What you need to do
An exact copy of all the lines below is required, with every image left out.

━━━ Data provided ━━━

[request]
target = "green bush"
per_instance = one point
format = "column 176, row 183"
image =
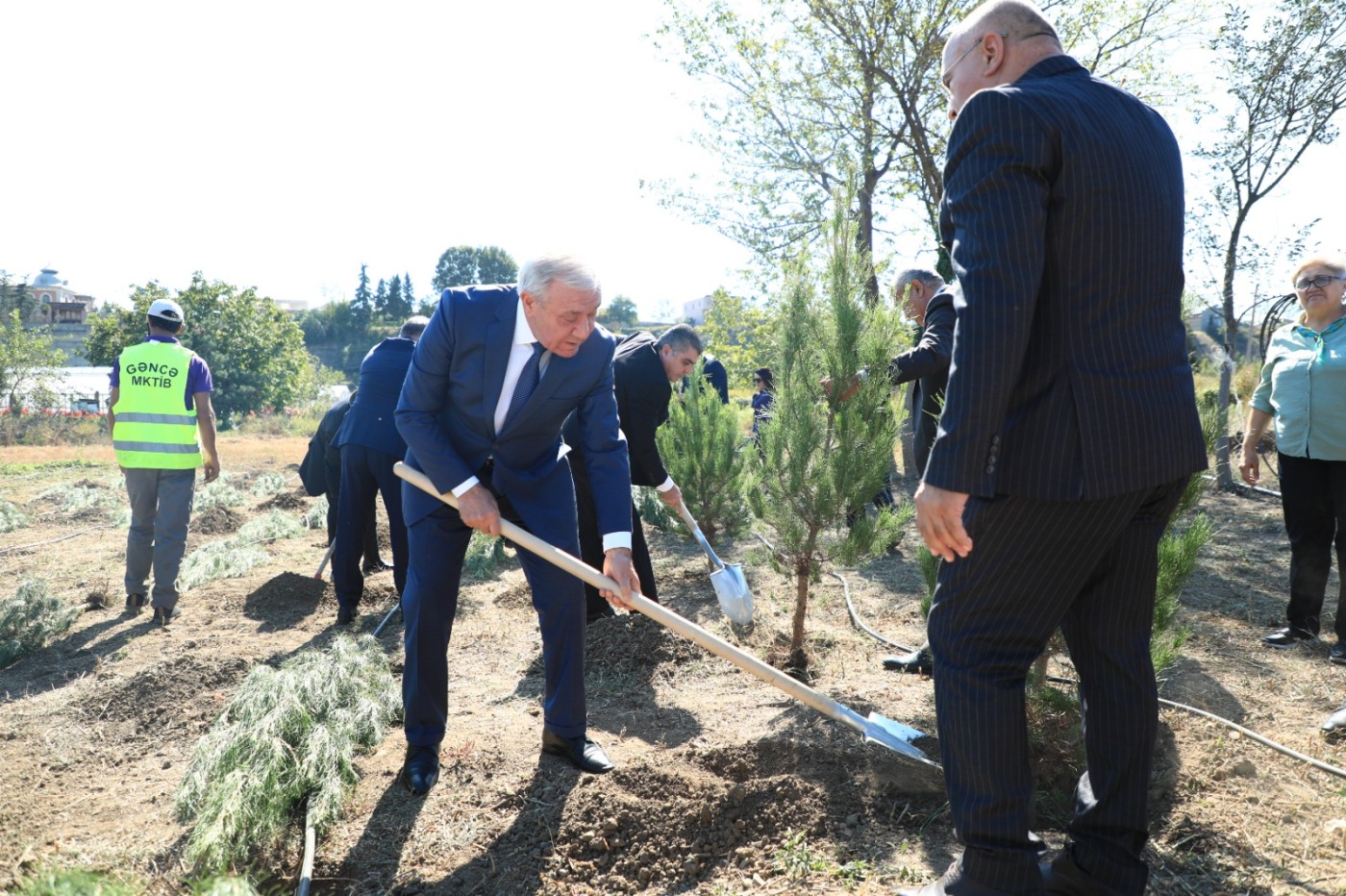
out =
column 76, row 883
column 30, row 619
column 288, row 734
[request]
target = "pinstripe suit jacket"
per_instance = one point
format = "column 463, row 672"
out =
column 1063, row 215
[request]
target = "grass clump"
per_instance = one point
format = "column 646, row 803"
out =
column 218, row 492
column 74, row 882
column 268, row 484
column 287, row 734
column 30, row 619
column 485, row 556
column 11, row 517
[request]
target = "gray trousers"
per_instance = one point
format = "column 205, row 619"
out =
column 161, row 508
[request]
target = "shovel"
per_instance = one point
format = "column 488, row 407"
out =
column 731, row 588
column 875, row 730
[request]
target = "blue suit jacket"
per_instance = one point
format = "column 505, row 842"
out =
column 1063, row 214
column 370, row 418
column 447, row 416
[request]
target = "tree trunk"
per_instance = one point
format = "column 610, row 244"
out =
column 1224, row 475
column 803, row 569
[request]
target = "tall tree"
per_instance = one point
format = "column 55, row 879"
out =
column 29, row 358
column 362, row 306
column 1287, row 89
column 255, row 350
column 801, row 85
column 467, row 265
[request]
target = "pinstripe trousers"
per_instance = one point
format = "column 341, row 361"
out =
column 1089, row 568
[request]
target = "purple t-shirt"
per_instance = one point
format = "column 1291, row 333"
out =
column 198, row 374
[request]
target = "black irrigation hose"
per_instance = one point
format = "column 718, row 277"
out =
column 1245, row 732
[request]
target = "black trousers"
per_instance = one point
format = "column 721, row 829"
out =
column 370, row 545
column 1087, row 566
column 591, row 545
column 366, row 472
column 1312, row 495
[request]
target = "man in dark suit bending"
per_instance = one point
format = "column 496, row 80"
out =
column 643, row 373
column 1067, row 432
column 494, row 377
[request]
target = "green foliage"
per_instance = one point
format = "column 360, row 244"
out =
column 470, row 265
column 485, row 556
column 288, row 734
column 703, row 448
column 11, row 517
column 652, row 509
column 619, row 315
column 74, row 882
column 739, row 336
column 30, row 619
column 29, row 360
column 255, row 350
column 268, row 484
column 218, row 492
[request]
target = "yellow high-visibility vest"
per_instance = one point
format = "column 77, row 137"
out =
column 154, row 430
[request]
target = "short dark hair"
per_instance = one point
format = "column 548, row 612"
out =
column 682, row 336
column 163, row 323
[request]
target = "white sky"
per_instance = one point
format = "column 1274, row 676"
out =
column 282, row 144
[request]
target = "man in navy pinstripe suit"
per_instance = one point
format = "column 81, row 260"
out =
column 1067, row 432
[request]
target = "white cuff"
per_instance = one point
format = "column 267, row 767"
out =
column 616, row 539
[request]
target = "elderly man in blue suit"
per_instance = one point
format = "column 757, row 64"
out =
column 495, row 374
column 1067, row 434
column 369, row 447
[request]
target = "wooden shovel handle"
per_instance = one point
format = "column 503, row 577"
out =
column 660, row 613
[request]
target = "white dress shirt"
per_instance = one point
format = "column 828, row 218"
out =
column 518, row 354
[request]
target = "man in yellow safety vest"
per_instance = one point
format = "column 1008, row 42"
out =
column 161, row 405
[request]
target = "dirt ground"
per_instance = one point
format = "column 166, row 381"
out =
column 723, row 784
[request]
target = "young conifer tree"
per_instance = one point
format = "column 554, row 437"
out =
column 703, row 447
column 823, row 455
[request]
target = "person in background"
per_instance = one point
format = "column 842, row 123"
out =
column 643, row 371
column 163, row 427
column 926, row 366
column 1303, row 389
column 762, row 398
column 320, row 474
column 370, row 445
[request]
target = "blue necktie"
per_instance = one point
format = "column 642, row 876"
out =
column 522, row 390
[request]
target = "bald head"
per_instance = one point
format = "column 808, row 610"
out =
column 995, row 44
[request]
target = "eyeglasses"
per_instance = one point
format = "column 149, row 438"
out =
column 1321, row 280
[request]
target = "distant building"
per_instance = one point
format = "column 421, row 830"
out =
column 56, row 302
column 695, row 311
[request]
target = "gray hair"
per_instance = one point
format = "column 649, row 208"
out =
column 912, row 275
column 413, row 327
column 682, row 336
column 537, row 275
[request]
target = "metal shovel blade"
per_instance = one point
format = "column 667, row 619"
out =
column 731, row 589
column 895, row 736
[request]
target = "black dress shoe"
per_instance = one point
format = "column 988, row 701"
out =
column 420, row 768
column 918, row 662
column 1065, row 878
column 581, row 752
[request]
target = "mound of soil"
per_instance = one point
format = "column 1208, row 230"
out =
column 635, row 642
column 215, row 521
column 285, row 501
column 161, row 696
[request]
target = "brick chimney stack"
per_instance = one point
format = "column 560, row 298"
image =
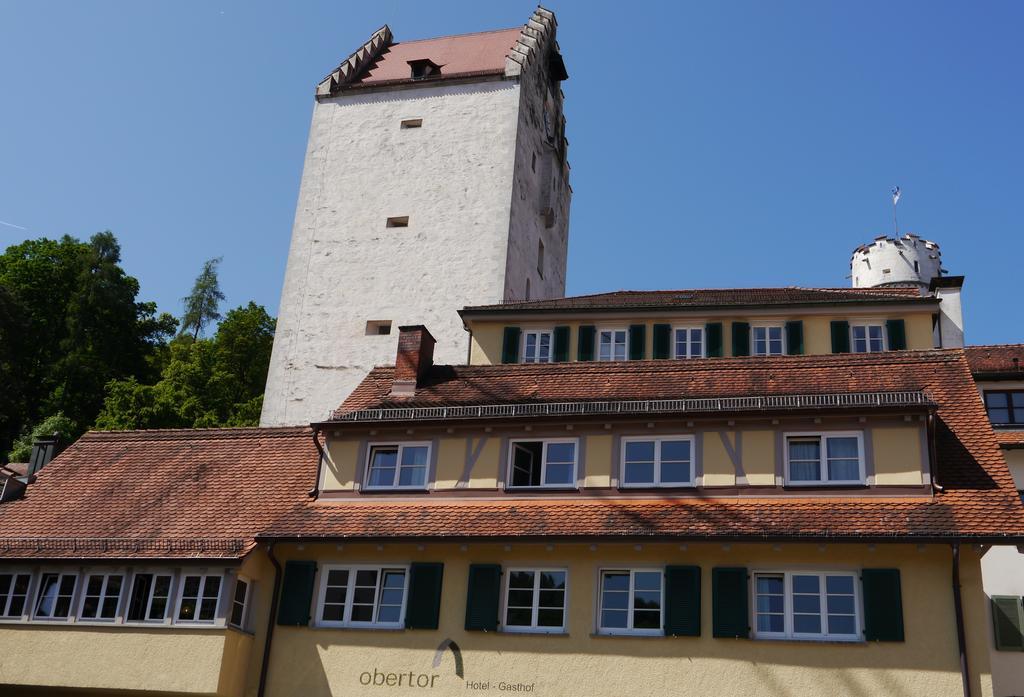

━━━

Expected answer
[request]
target = "green bush"
per_instance = one point
format = "column 176, row 183"
image =
out =
column 76, row 883
column 30, row 619
column 288, row 734
[request]
target = "pinstripe suit jacket"
per_instance = one point
format = "column 463, row 672"
out =
column 1063, row 215
[request]
target = "grass clump"
per_instance = one point
format = "column 646, row 803"
out =
column 218, row 492
column 74, row 882
column 268, row 484
column 287, row 734
column 30, row 619
column 485, row 556
column 11, row 517
[request]
target = "gray trousers"
per_instance = one point
format = "column 205, row 619"
out =
column 161, row 508
[request]
target = "shovel"
per_instance = one point
format = "column 488, row 407"
out =
column 731, row 588
column 875, row 730
[request]
target = "blue suit jacket"
per_instance = one point
format = "column 505, row 842"
out =
column 1063, row 214
column 370, row 418
column 447, row 416
[request]
target = "tree trunk"
per_instance = one point
format = "column 610, row 244"
out =
column 1224, row 475
column 803, row 569
[request]
target = "tall tree"
per_instance = one point
format = "column 55, row 879"
out =
column 29, row 358
column 362, row 306
column 1287, row 89
column 255, row 350
column 801, row 85
column 467, row 265
[request]
target = "pinstripe trousers"
per_instance = one point
format = "column 341, row 361"
out =
column 1089, row 568
[request]
target = "purple t-shirt"
per_instance = one point
format = "column 1291, row 333"
out =
column 198, row 374
[request]
target = "black irrigation hose"
per_instance = one point
format = "column 718, row 277"
out =
column 1245, row 732
[request]
target = "black trousers"
per_instance = one point
format = "column 721, row 829"
out =
column 370, row 545
column 1087, row 566
column 591, row 545
column 366, row 472
column 1312, row 495
[request]
target = "man in dark suit bending"
per_instance = one point
format = "column 496, row 80"
out =
column 643, row 373
column 1067, row 432
column 494, row 377
[request]
target = "green foliage"
per_instance = one point
format = "column 360, row 244"
out =
column 470, row 265
column 485, row 556
column 288, row 734
column 703, row 448
column 11, row 517
column 652, row 509
column 619, row 315
column 74, row 882
column 739, row 336
column 30, row 619
column 29, row 360
column 255, row 350
column 268, row 484
column 218, row 492
[request]
target = "yellow high-visibility vest"
per_instance = one point
format = "column 77, row 137"
out =
column 154, row 430
[request]
target = "short dark hair"
per_instance = one point
format = "column 548, row 612"
out =
column 682, row 336
column 163, row 323
[request]
target = "white sky"
per_instance = one point
format = "column 1274, row 676"
out =
column 282, row 144
[request]
target = "man in navy pinstripe suit"
per_instance = one point
format = "column 81, row 260"
out =
column 1067, row 432
[request]
target = "white cuff"
per_instance = one point
format = "column 267, row 767"
out =
column 616, row 539
[request]
target = "elderly man in blue suit"
per_instance = one point
format = "column 757, row 64"
out =
column 495, row 374
column 1067, row 434
column 369, row 447
[request]
target = "wooden shovel handle"
per_instance = one point
format = "column 503, row 577"
out =
column 660, row 613
[request]
target = "white dress shirt"
per_instance = one point
format = "column 828, row 218"
out =
column 518, row 354
[request]
target = "man in yellow safety vest"
per_instance = one point
format = "column 1008, row 42"
out =
column 161, row 405
[request]
target = "dirt ground"
per_instance = one point
format = "column 166, row 381"
out =
column 723, row 784
[request]
target = "young conifer tree"
per_instance = one point
format = "column 554, row 437"
out =
column 703, row 447
column 823, row 455
[request]
target = "person in background"
per_instance = one point
format = "column 842, row 123"
out =
column 643, row 371
column 163, row 427
column 926, row 366
column 1303, row 389
column 762, row 398
column 320, row 474
column 370, row 445
[request]
target = "blue necktie"
per_instance = one point
format = "column 642, row 876"
out =
column 522, row 390
[request]
target = "bald head"
per_instance = one point
format = "column 808, row 610"
out =
column 995, row 44
[request]
target = "eyeglasses"
per_instance = one point
format = "column 149, row 438"
out =
column 1321, row 280
[request]
target = "distant building"
per_instance = one point
format = "column 421, row 830"
out =
column 56, row 302
column 695, row 311
[request]
target = "gray hair"
per_instance = one point
format = "column 649, row 208"
out =
column 912, row 275
column 413, row 327
column 682, row 336
column 537, row 275
[request]
target = "metal shovel blade"
per_instance = one point
format = "column 667, row 619"
out =
column 731, row 589
column 895, row 736
[request]
target = "black dress shoe"
per_instance = one point
format = "column 988, row 701"
out =
column 420, row 768
column 918, row 662
column 1065, row 878
column 581, row 752
[request]
target = "mound of soil"
per_instance = one point
format = "column 1208, row 230"
out =
column 635, row 642
column 215, row 521
column 285, row 501
column 161, row 696
[request]
target = "brick chimney stack"
per_instance = one point
format = "column 560, row 298"
image =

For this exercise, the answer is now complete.